SQD
SQD is a decentralized data lake and query engine designed to provide permissionless access to blockchain data at scale, serving as the infrastructure layer for AI agents and decentralized applications to efficiently query and process large volumes of on-chain data [1].
Overview
SQD (formerly known as Subsquid) functions as an emergent and open database network that addresses one of the fundamental challenges in blockchain technology: accessing and processing exponentially growing amounts of on-chain data. The platform enables developers to query and aggregate blockchain data, application data (decoded smart contract states), and relevant off-chain data in a decentralized manner [2].
Unlike traditional centralized data lakes used in Web2 (such as BigQuery, Snowflake, or Apache), SQD provides a decentralized alternative specifically designed for Web3 applications. The network is built with several key properties: infinite horizontal scalability, permissionless data access, credible neutrality, trust-minimized queries, and low maintenance costs [2].
The SQD ecosystem consists of multiple components working together to provide a comprehensive data infrastructure solution. These include the SQD Network (a decentralized data lake), Squid SDK (a developer toolkit for indexing blockchain data), and SQD Cloud (an enterprise-grade hosted indexing service) [1].

**Given instruction A:** According to the text on SQD, what name was SQD formerly known by?

**Segmentation data:**

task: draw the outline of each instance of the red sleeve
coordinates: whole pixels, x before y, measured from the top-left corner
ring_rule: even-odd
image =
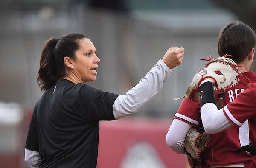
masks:
[[[189,124],[197,126],[199,123],[200,102],[183,99],[174,118],[177,119]]]
[[[249,84],[245,90],[224,108],[223,112],[232,123],[241,126],[247,119],[256,117],[256,83]]]

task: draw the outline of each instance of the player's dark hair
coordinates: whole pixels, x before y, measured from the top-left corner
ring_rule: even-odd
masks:
[[[52,38],[46,42],[41,55],[40,67],[37,79],[41,90],[47,90],[55,85],[65,75],[63,59],[65,56],[74,58],[79,48],[79,39],[89,38],[83,34],[72,33],[59,39]]]
[[[241,62],[256,44],[253,30],[241,21],[230,23],[219,34],[218,52],[220,56],[231,55],[236,64]]]

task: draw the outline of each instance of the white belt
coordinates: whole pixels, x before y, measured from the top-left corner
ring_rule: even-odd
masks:
[[[244,163],[210,165],[210,168],[244,168]]]

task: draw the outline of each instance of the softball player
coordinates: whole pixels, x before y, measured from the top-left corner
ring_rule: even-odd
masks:
[[[36,103],[25,146],[29,168],[96,168],[99,121],[134,114],[156,94],[181,64],[183,48],[171,48],[125,95],[85,84],[95,80],[100,59],[86,36],[52,38],[43,49],[38,83],[43,95]],[[114,159],[113,158],[113,159]]]
[[[229,91],[223,97],[225,104],[233,101],[249,83],[256,82],[256,73],[247,71],[253,60],[256,38],[252,29],[240,22],[228,25],[220,33],[219,54],[231,55],[231,58],[240,66],[239,70],[241,72],[240,82],[236,89]],[[200,102],[184,99],[174,116],[166,135],[166,143],[177,153],[185,154],[183,142],[187,132],[191,127],[197,127],[200,123]],[[233,126],[210,135],[210,147],[201,155],[205,163],[204,167],[244,167],[244,163],[251,159],[249,154],[224,151],[236,150],[248,145],[250,138],[249,126],[247,121],[240,128]]]

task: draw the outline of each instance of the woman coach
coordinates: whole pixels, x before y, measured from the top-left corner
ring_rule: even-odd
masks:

**Given instruction B:** Count the lines of the records that contain the word "instance", and give only the number.

**Full response A:** Subsquid

**Full response B:** 5